## CHALLENGE 1:
In the large eddy simulation text, who introduced the general filtering formalism?

## TEXT EXCERPT:

+ + + + + + +

Large eddy simulation

The idea behind large eddy simulation (LES) is to resolve the "large eddies" while modeling the effect of unresolved sub-grid scale motions. This is done usually be assuming eddy viscosity and eddy diffusivity models and providing an estimate for the eddy viscosity ${\nu }_e$ and diffusivity ${\kappa }_e$.

Much of the early work on LES was motivated by the study of atmospheric boundary layer turbulence, being developed by Smagorinsky (1963) and Lilly (1966), then first implemented by Deardorff (1970) and Deardorff (1974).

In the LES framework, the Navier-Stokes equations are averaged in the same way as Reynolds (1895) except that the mean field $\bar{\mathit{v}}$ is obtained via convolution with a filter convolution kernel $G$

$$\overline{\mathit{v}(\mathit{x},t)}=G\star \mathit{v}={\int }_{-\mathrm{\infty }}^{\mathrm{\infty }}{\int }_{-\mathrm{\infty }}^{\mathrm{\infty }}\mathit{v}({\mathit{x}}^{\prime },t)G(\mathit{x}-{\mathit{x}}^{\prime },t-\tau )\mathrm{d}{\mathit{x}}^{\prime }\mathrm{d}\tau ,$$

as described by Leonard (1975) who introduced the general filtering formalism.

+ + + + + + +

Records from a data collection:
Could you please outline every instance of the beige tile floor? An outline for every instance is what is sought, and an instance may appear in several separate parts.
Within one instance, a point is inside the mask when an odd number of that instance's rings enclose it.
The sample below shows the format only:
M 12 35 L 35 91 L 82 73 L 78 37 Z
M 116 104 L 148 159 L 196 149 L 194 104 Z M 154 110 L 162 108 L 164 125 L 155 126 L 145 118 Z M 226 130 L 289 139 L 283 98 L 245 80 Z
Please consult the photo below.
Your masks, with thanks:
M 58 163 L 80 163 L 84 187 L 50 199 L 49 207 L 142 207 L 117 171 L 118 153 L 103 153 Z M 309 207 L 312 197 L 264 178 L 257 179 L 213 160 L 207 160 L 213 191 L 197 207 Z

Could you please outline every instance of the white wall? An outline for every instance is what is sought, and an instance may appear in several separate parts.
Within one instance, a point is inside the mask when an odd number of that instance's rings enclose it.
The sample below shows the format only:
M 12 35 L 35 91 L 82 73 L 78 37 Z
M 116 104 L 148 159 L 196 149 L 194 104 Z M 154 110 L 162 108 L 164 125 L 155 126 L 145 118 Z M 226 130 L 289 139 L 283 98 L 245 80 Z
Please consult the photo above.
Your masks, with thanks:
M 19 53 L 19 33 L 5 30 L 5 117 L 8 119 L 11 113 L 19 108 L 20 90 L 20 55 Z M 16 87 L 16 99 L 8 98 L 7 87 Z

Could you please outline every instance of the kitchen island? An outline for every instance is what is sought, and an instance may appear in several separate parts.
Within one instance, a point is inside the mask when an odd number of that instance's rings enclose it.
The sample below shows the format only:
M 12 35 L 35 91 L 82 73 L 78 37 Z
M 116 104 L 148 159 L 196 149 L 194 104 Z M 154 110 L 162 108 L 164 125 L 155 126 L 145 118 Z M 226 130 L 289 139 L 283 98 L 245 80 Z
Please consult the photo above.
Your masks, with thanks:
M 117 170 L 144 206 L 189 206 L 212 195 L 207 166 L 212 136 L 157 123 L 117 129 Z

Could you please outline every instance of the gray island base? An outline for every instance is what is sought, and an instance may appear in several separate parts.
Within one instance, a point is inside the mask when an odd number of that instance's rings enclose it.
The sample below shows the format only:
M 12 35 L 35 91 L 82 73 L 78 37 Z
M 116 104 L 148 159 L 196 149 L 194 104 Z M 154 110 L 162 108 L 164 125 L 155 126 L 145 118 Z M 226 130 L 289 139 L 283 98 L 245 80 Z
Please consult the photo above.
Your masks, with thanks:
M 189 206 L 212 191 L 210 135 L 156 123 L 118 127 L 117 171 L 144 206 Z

+ + + + + + +

## CHALLENGE 2:
Quote everything in the records from the line containing "Could you please outline every instance of the gray" down to the end of the records, word for word.

## WORKED ANSWER 1:
Leonard (1975) introduced the general filtering formalism.

## WORKED ANSWER 2:
Could you please outline every instance of the gray island base? An outline for every instance is what is sought, and an instance may appear in several separate parts.
Within one instance, a point is inside the mask when an odd number of that instance's rings enclose it.
The sample below shows the format only:
M 12 35 L 35 91 L 82 73 L 78 37 Z
M 116 104 L 148 159 L 196 149 L 194 104 Z M 154 110 L 162 108 L 164 125 L 155 126 L 145 118 Z M 226 130 L 289 139 L 283 98 L 245 80 Z
Please consult the photo above.
Your masks, with thanks:
M 189 206 L 212 191 L 210 135 L 156 123 L 118 127 L 117 171 L 144 206 Z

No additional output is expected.